WHAT IS ASKED
Quote the material exactly from the line that contains "# point at: raised" through its last line. Any pictures are to be left out.

*** SUPPLIED RECORDS ***

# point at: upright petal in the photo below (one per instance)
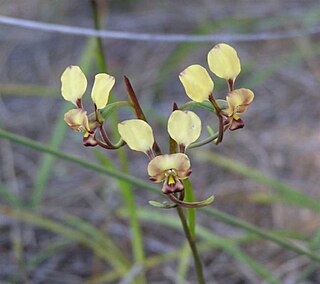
(74, 84)
(196, 82)
(77, 119)
(102, 86)
(178, 162)
(184, 127)
(223, 61)
(137, 134)
(239, 100)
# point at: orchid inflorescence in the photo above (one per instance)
(184, 126)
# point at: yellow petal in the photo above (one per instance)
(197, 83)
(102, 86)
(223, 61)
(137, 134)
(239, 100)
(178, 162)
(77, 119)
(184, 127)
(74, 84)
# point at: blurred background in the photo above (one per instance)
(250, 173)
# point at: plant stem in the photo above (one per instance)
(192, 243)
(126, 189)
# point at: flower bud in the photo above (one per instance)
(224, 62)
(137, 134)
(74, 84)
(102, 86)
(197, 83)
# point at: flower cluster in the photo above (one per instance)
(184, 126)
(73, 87)
(224, 62)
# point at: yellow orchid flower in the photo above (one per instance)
(102, 86)
(171, 169)
(137, 134)
(238, 102)
(77, 119)
(73, 84)
(73, 87)
(184, 127)
(224, 62)
(197, 83)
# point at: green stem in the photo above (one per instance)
(222, 217)
(192, 243)
(126, 189)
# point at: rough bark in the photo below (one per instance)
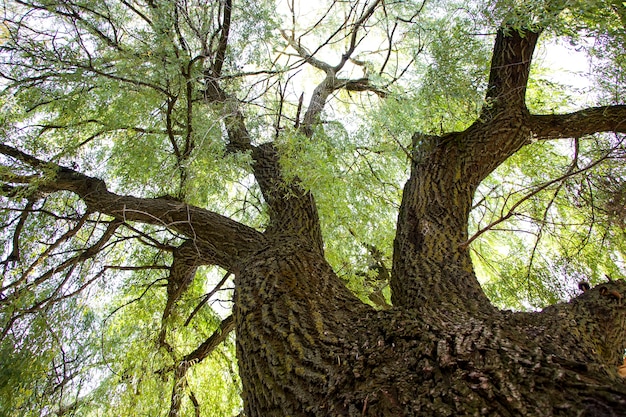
(306, 346)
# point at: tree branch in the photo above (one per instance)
(223, 241)
(580, 123)
(510, 68)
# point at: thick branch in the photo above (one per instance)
(224, 241)
(510, 68)
(580, 123)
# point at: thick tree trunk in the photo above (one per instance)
(307, 347)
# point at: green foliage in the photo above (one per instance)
(119, 93)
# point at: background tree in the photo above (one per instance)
(166, 162)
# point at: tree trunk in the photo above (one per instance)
(307, 347)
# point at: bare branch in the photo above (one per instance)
(580, 123)
(223, 240)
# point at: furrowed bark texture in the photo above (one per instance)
(306, 346)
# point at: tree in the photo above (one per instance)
(146, 141)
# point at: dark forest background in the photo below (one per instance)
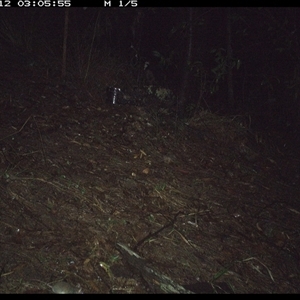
(237, 61)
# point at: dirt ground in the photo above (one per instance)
(130, 199)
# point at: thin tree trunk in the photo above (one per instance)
(182, 101)
(64, 58)
(229, 60)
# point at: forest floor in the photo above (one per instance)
(130, 199)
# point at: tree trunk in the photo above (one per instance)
(64, 58)
(231, 101)
(182, 99)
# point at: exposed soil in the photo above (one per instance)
(203, 201)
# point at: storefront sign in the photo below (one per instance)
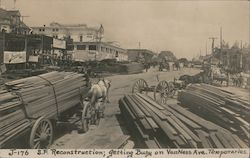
(14, 57)
(33, 58)
(59, 44)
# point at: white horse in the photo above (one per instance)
(99, 93)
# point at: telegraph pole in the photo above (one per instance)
(206, 47)
(221, 57)
(213, 38)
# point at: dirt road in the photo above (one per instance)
(111, 126)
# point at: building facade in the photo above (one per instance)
(143, 55)
(77, 32)
(97, 51)
(10, 22)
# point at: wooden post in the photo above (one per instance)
(26, 51)
(3, 46)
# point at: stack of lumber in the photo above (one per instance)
(45, 95)
(172, 126)
(133, 68)
(49, 94)
(218, 106)
(12, 116)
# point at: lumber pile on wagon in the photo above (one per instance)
(172, 126)
(133, 68)
(12, 116)
(46, 95)
(218, 106)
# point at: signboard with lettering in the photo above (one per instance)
(59, 44)
(33, 58)
(11, 57)
(3, 68)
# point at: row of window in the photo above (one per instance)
(83, 47)
(43, 29)
(94, 47)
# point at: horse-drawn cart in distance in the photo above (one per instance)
(35, 105)
(161, 92)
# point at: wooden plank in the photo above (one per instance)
(223, 140)
(118, 142)
(151, 144)
(215, 140)
(150, 101)
(152, 123)
(204, 140)
(232, 142)
(205, 124)
(239, 141)
(152, 108)
(145, 124)
(184, 127)
(134, 108)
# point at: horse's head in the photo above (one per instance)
(104, 82)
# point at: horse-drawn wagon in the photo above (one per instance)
(35, 105)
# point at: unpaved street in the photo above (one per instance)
(111, 126)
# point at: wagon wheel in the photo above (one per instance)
(140, 86)
(161, 92)
(41, 135)
(85, 119)
(172, 89)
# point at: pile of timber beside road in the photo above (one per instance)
(218, 106)
(172, 126)
(48, 95)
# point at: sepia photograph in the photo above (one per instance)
(124, 74)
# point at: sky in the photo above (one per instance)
(182, 27)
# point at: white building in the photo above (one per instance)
(77, 32)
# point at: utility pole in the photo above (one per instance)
(213, 38)
(206, 47)
(14, 4)
(221, 57)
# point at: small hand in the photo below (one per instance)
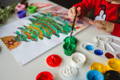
(72, 12)
(105, 25)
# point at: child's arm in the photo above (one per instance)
(116, 30)
(86, 6)
(82, 8)
(112, 28)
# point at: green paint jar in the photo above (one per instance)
(70, 39)
(70, 45)
(32, 9)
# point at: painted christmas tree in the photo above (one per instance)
(43, 25)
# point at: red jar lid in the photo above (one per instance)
(109, 55)
(54, 60)
(44, 76)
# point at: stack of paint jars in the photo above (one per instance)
(111, 71)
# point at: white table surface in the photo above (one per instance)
(11, 70)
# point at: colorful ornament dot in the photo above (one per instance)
(112, 75)
(109, 55)
(54, 60)
(89, 47)
(118, 56)
(44, 76)
(94, 75)
(98, 52)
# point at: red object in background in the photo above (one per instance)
(77, 27)
(54, 60)
(109, 55)
(44, 76)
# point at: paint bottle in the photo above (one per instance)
(94, 75)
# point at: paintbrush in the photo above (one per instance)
(74, 21)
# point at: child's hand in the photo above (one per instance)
(72, 12)
(105, 25)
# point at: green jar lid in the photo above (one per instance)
(70, 39)
(32, 9)
(69, 49)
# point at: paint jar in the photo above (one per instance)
(20, 7)
(31, 9)
(112, 75)
(78, 59)
(99, 67)
(70, 44)
(94, 75)
(45, 76)
(114, 64)
(21, 14)
(54, 60)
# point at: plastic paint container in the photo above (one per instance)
(45, 76)
(68, 73)
(32, 9)
(78, 59)
(54, 60)
(21, 14)
(94, 75)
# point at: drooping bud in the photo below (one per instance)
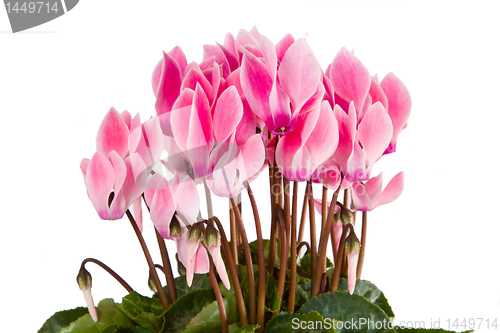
(84, 280)
(346, 216)
(195, 233)
(352, 247)
(212, 237)
(175, 228)
(151, 283)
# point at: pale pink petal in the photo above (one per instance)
(324, 138)
(283, 45)
(113, 134)
(375, 132)
(352, 263)
(219, 265)
(169, 86)
(350, 78)
(162, 209)
(227, 114)
(100, 179)
(360, 198)
(399, 102)
(299, 73)
(187, 198)
(137, 208)
(391, 192)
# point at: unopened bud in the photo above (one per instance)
(346, 216)
(175, 228)
(195, 233)
(84, 279)
(352, 244)
(151, 283)
(212, 236)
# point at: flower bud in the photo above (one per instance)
(195, 233)
(84, 280)
(212, 237)
(352, 247)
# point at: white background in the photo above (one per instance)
(434, 252)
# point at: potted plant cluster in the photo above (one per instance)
(249, 109)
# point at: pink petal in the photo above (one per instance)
(350, 78)
(375, 132)
(256, 84)
(163, 208)
(169, 86)
(187, 198)
(399, 101)
(299, 73)
(113, 134)
(227, 114)
(219, 265)
(283, 45)
(100, 179)
(391, 192)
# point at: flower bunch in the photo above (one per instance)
(251, 105)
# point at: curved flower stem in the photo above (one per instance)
(167, 267)
(293, 252)
(283, 257)
(248, 261)
(304, 214)
(208, 196)
(312, 223)
(233, 272)
(261, 294)
(110, 271)
(323, 243)
(235, 238)
(336, 273)
(323, 206)
(218, 297)
(156, 280)
(363, 245)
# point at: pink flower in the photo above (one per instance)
(368, 196)
(311, 143)
(279, 92)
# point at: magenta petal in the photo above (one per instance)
(391, 192)
(256, 84)
(375, 132)
(283, 45)
(299, 73)
(350, 78)
(399, 102)
(227, 114)
(113, 134)
(169, 86)
(100, 179)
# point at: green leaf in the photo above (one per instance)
(62, 319)
(416, 330)
(311, 322)
(208, 320)
(145, 311)
(138, 329)
(185, 308)
(353, 311)
(108, 314)
(369, 291)
(247, 329)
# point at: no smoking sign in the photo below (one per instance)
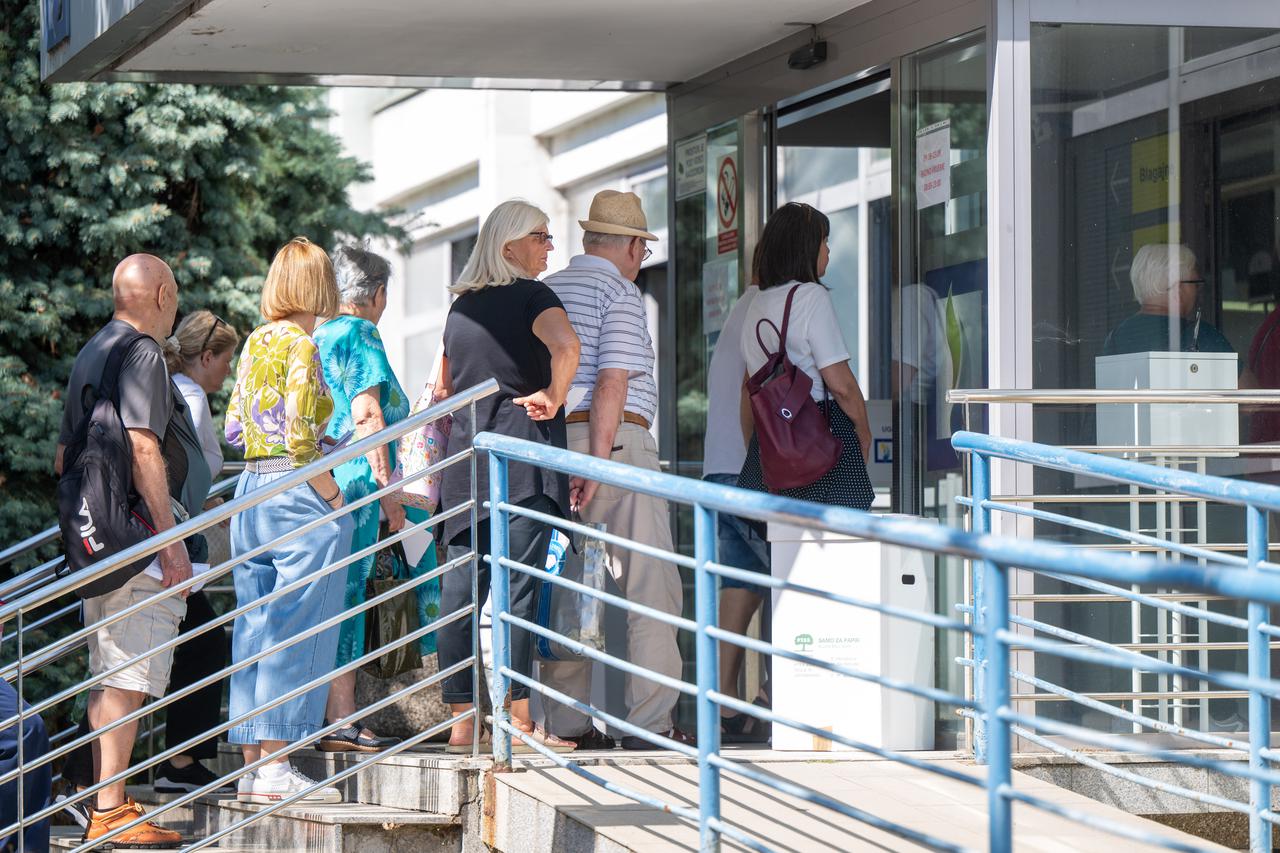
(726, 205)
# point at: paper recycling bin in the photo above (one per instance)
(854, 637)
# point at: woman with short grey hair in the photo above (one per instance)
(511, 327)
(1168, 284)
(366, 397)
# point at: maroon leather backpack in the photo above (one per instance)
(796, 446)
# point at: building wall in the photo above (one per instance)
(446, 158)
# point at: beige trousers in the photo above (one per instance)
(641, 579)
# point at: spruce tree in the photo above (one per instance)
(213, 179)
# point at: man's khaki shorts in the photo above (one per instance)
(127, 638)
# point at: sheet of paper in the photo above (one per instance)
(196, 569)
(416, 544)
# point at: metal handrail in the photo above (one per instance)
(990, 620)
(41, 596)
(997, 633)
(1118, 470)
(37, 576)
(53, 532)
(918, 536)
(1061, 396)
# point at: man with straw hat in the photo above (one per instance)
(613, 420)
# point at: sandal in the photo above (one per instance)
(543, 738)
(743, 728)
(465, 748)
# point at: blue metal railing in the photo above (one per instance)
(992, 628)
(991, 606)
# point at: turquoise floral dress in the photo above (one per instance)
(353, 361)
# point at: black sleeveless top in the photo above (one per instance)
(489, 334)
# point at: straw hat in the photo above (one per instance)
(617, 213)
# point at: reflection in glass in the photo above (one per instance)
(1160, 150)
(940, 306)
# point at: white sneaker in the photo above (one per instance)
(245, 787)
(268, 792)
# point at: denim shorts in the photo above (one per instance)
(740, 544)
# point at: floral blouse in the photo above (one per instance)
(280, 404)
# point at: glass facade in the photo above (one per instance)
(1141, 136)
(1148, 138)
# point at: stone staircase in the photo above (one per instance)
(414, 802)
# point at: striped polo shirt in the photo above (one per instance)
(607, 311)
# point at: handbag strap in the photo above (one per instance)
(782, 332)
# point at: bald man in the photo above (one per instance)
(146, 301)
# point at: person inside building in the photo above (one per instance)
(613, 419)
(507, 325)
(740, 543)
(1262, 364)
(1168, 284)
(366, 398)
(278, 413)
(146, 301)
(792, 255)
(200, 360)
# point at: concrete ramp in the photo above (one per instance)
(543, 807)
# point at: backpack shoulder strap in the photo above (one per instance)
(786, 318)
(782, 332)
(110, 382)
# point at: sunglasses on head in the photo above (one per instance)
(213, 328)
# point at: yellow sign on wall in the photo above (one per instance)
(1153, 181)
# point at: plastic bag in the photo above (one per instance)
(575, 615)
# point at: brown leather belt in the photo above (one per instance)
(627, 418)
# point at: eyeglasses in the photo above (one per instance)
(213, 328)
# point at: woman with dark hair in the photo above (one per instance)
(792, 256)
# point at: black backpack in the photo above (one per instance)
(99, 511)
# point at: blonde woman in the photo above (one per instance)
(507, 325)
(278, 414)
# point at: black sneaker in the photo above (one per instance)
(351, 739)
(193, 776)
(593, 739)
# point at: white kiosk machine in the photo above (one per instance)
(854, 637)
(1168, 424)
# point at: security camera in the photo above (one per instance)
(812, 54)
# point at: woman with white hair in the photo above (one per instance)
(1168, 286)
(366, 398)
(510, 327)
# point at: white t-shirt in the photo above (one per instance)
(814, 340)
(197, 402)
(723, 446)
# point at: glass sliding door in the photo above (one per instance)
(940, 300)
(833, 154)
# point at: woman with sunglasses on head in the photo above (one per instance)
(508, 325)
(200, 359)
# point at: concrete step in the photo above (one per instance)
(343, 828)
(424, 779)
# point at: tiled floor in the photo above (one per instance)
(917, 799)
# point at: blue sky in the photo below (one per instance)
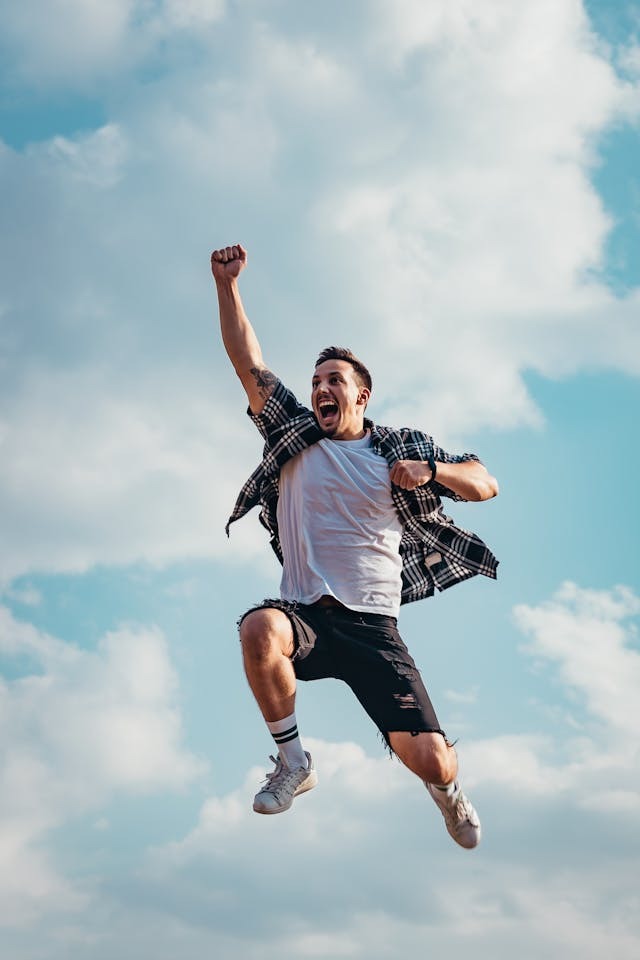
(452, 190)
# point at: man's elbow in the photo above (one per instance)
(486, 488)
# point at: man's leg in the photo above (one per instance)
(428, 755)
(432, 758)
(267, 641)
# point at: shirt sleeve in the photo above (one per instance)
(281, 407)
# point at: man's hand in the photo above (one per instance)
(227, 262)
(410, 474)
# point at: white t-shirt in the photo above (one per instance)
(339, 529)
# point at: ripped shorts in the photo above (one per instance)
(366, 651)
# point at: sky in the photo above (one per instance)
(451, 189)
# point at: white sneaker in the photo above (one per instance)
(282, 785)
(460, 818)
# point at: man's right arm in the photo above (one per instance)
(238, 336)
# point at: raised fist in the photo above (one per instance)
(228, 262)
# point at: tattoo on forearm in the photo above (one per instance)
(265, 380)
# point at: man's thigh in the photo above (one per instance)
(383, 675)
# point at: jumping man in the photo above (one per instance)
(355, 518)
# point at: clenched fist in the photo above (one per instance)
(227, 262)
(410, 474)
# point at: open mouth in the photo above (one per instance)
(327, 409)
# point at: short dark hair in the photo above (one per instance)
(342, 353)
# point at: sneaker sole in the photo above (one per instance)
(308, 784)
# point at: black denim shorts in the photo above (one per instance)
(366, 651)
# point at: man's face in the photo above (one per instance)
(338, 400)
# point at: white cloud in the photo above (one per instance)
(425, 192)
(97, 478)
(77, 727)
(96, 158)
(586, 633)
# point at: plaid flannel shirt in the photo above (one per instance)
(435, 553)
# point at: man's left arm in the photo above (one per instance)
(469, 479)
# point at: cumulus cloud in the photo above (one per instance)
(446, 218)
(78, 726)
(120, 477)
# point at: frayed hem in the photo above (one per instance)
(384, 738)
(287, 606)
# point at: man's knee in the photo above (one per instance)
(266, 632)
(429, 755)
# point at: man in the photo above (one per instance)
(354, 514)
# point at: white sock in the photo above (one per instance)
(447, 788)
(285, 734)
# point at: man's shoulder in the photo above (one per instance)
(401, 434)
(281, 405)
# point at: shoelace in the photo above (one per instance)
(278, 777)
(459, 811)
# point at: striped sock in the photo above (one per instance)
(285, 734)
(448, 788)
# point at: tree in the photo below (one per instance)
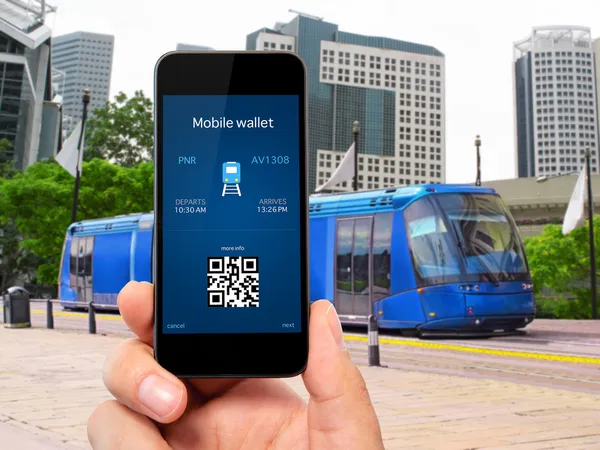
(122, 132)
(39, 202)
(561, 264)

***

COMPLETED EXERCISE
# point at: raised fist in the photo above (one per instance)
(228, 262)
# point at: tattoo on forearm in the photo above (one per instance)
(265, 380)
# point at: man's thigh in the photo above (one per instance)
(383, 675)
# point at: jumping man in the photo above (one per instance)
(355, 518)
# point at: clenched fist in the photo above (one per instance)
(227, 262)
(410, 474)
# point at: open mouth in the photo above (one per instance)
(327, 409)
# point at: short dark hair in the photo above (one per instance)
(342, 353)
# point at: sneaker sole in the photo above (one per instance)
(308, 784)
# point at: black denim shorts in the photo above (one per instance)
(366, 651)
# point at: man's face in the photo above (one per instance)
(338, 400)
# point at: white cloud in the photo above (one per instance)
(425, 192)
(97, 478)
(77, 727)
(96, 158)
(586, 633)
# point at: plaid flannel shirt in the photo above (one per instance)
(435, 553)
# point at: man's left arm in the photo above (one per instance)
(469, 479)
# point at: cumulus cloud in the photo above (one per instance)
(446, 218)
(78, 726)
(120, 477)
# point at: frayed hem in the photo above (one per instance)
(384, 738)
(287, 606)
# point at: man's knee in the photo above (one per instance)
(266, 632)
(429, 755)
# point at: man in the photo above (one per instance)
(354, 514)
# point at: white sock in the photo above (one per instance)
(447, 788)
(285, 734)
# point at: man's shoulder in the photo above (one per instance)
(401, 434)
(281, 405)
# point at: shoelace in the photo above (one per instance)
(278, 777)
(459, 811)
# point at: striped sock in the photo above (one per instance)
(285, 734)
(448, 788)
# point at: tree in the photo below (one per instance)
(122, 132)
(39, 202)
(561, 264)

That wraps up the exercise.